WRITTEN REQUEST: Display each line of the material that contains the string "white".

Region annotation entries:
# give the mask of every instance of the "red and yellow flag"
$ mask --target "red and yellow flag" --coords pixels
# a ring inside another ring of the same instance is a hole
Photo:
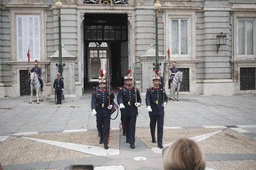
[[[28,58],[29,59],[29,62],[30,61],[30,55],[29,55],[29,50],[28,50],[28,53],[27,53]]]
[[[168,54],[168,60],[170,60],[170,49],[169,48],[167,50],[167,54]]]

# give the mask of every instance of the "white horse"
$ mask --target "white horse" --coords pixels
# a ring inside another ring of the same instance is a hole
[[[182,77],[183,71],[178,71],[175,73],[174,77],[172,79],[172,82],[171,82],[171,88],[170,88],[170,98],[172,99],[172,91],[173,92],[173,98],[172,101],[175,101],[175,90],[177,89],[177,101],[180,101],[179,99],[179,91],[180,87],[180,83],[182,82]]]
[[[39,79],[37,77],[37,74],[36,74],[34,72],[31,73],[29,70],[29,73],[30,73],[30,89],[31,89],[31,95],[30,96],[30,101],[29,103],[32,103],[31,99],[32,99],[32,96],[33,96],[33,91],[35,89],[36,91],[36,98],[37,99],[37,104],[39,104],[39,101],[38,100],[38,94],[39,90],[41,87],[41,84],[39,81]],[[42,77],[42,79],[44,81],[43,77]],[[43,100],[43,92],[41,92],[41,100]]]

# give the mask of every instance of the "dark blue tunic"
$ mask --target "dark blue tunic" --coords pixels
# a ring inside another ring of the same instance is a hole
[[[140,95],[140,91],[137,91],[137,102],[141,104],[141,99]],[[135,104],[135,96],[134,88],[128,88],[126,85],[119,88],[117,95],[117,103],[120,105],[122,103],[125,105],[125,108],[120,109],[122,115],[131,116],[138,114],[138,108]]]
[[[93,91],[91,101],[91,108],[95,109],[97,114],[96,116],[100,117],[110,116],[111,110],[108,108],[108,93],[106,89],[102,91],[99,88],[95,88]],[[114,105],[115,96],[113,91],[111,92],[110,104]],[[102,104],[104,104],[104,105]],[[102,107],[103,106],[103,107]]]
[[[160,115],[164,114],[164,107],[162,105],[163,90],[161,88],[157,88],[154,87],[147,89],[146,105],[147,107],[151,106],[152,109],[151,112],[148,112],[150,115]],[[168,98],[165,92],[164,101],[167,103],[168,100]],[[158,104],[157,102],[158,102]]]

TASK RESPONSE:
# give the mask of every instance of the "white horse"
$ mask --target "white horse" --coords pixels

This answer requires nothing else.